PROBLEM — Locate the line with "Identify camouflage trousers" in the material. Copy that line and each one after it, through the last, exactly and with nothing else.

RECORDS PROVIDED —

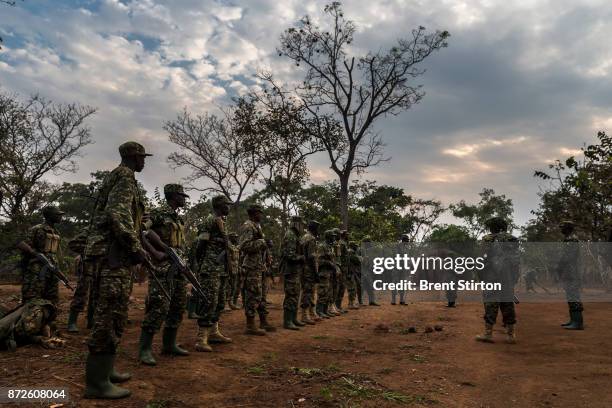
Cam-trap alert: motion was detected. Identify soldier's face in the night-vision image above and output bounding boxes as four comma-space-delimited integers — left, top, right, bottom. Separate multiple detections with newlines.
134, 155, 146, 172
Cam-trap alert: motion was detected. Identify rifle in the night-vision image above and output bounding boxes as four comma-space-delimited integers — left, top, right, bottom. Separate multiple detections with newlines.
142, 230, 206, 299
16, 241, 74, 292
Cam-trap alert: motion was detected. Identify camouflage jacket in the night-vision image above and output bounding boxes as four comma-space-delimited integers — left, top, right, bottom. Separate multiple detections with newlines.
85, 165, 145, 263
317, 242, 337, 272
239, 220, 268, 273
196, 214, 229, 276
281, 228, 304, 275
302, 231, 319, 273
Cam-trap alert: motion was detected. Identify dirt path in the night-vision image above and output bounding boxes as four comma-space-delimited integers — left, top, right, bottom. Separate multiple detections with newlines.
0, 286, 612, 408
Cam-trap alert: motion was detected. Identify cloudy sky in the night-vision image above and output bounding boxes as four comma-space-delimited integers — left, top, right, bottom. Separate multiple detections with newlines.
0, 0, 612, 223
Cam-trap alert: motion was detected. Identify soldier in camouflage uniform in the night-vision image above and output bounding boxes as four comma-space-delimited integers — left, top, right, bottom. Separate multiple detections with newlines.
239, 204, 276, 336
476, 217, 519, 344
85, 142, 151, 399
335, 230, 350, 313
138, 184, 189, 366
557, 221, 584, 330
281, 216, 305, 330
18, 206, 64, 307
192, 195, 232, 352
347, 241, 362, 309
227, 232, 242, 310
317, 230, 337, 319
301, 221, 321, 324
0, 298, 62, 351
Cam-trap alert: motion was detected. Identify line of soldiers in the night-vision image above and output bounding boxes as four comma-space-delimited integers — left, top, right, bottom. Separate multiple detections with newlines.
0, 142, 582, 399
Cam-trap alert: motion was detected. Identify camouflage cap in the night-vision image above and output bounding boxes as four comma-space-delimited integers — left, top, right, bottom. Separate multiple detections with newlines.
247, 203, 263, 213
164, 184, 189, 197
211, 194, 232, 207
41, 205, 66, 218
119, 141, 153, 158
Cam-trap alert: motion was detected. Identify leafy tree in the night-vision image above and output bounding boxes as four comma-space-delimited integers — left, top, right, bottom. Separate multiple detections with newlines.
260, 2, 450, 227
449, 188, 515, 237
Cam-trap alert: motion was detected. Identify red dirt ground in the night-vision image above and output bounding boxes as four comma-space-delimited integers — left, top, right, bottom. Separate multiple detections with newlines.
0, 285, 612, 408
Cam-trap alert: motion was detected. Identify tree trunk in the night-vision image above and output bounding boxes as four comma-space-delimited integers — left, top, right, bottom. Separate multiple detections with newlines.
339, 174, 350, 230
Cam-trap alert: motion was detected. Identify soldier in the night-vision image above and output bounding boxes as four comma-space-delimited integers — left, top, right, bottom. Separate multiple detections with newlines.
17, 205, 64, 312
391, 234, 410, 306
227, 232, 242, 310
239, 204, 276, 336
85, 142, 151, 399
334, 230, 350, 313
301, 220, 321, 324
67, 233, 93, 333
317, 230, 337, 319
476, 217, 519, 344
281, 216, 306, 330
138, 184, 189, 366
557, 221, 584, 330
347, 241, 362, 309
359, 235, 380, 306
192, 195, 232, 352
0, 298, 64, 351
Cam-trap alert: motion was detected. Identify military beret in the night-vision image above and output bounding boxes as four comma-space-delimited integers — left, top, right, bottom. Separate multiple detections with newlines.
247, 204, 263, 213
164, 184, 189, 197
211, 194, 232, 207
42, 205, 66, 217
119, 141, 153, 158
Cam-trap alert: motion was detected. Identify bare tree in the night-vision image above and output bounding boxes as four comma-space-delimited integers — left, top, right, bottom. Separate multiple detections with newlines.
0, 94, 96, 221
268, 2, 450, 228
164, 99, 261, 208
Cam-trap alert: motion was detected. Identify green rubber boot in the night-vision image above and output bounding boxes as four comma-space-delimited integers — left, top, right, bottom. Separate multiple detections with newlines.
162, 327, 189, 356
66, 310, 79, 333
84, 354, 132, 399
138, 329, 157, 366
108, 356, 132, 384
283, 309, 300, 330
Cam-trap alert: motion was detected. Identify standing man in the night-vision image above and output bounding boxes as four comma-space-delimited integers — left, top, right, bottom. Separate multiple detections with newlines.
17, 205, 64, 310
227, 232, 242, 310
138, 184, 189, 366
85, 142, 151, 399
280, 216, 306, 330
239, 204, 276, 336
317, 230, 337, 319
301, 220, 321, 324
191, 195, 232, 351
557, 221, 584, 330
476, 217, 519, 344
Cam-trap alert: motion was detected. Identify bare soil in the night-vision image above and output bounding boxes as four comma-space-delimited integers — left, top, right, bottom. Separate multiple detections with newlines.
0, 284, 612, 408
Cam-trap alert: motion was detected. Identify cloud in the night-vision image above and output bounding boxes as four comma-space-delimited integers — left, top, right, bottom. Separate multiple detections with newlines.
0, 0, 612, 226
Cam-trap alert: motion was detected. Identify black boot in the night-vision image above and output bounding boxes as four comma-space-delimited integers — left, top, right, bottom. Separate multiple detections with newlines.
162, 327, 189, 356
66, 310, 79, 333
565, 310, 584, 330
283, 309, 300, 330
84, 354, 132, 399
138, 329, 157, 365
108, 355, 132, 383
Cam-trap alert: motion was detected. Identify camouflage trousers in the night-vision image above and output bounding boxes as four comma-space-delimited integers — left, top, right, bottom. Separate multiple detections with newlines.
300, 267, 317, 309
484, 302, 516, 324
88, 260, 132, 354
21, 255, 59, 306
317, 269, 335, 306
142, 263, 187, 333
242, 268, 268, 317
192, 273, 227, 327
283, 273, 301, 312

SOLUTION FOR THIS PROBLEM —
Cam-trap alert: motion was detected. Identify camouflage trousers in the night-vision image above and output bounding boxes as four comma-space-delimited integers — left, top, right, bottom. Separate multiple detections with newlines.
300, 267, 317, 309
484, 302, 516, 324
88, 260, 132, 354
21, 255, 59, 306
317, 269, 335, 306
142, 263, 187, 333
242, 268, 268, 317
192, 273, 227, 327
283, 273, 301, 312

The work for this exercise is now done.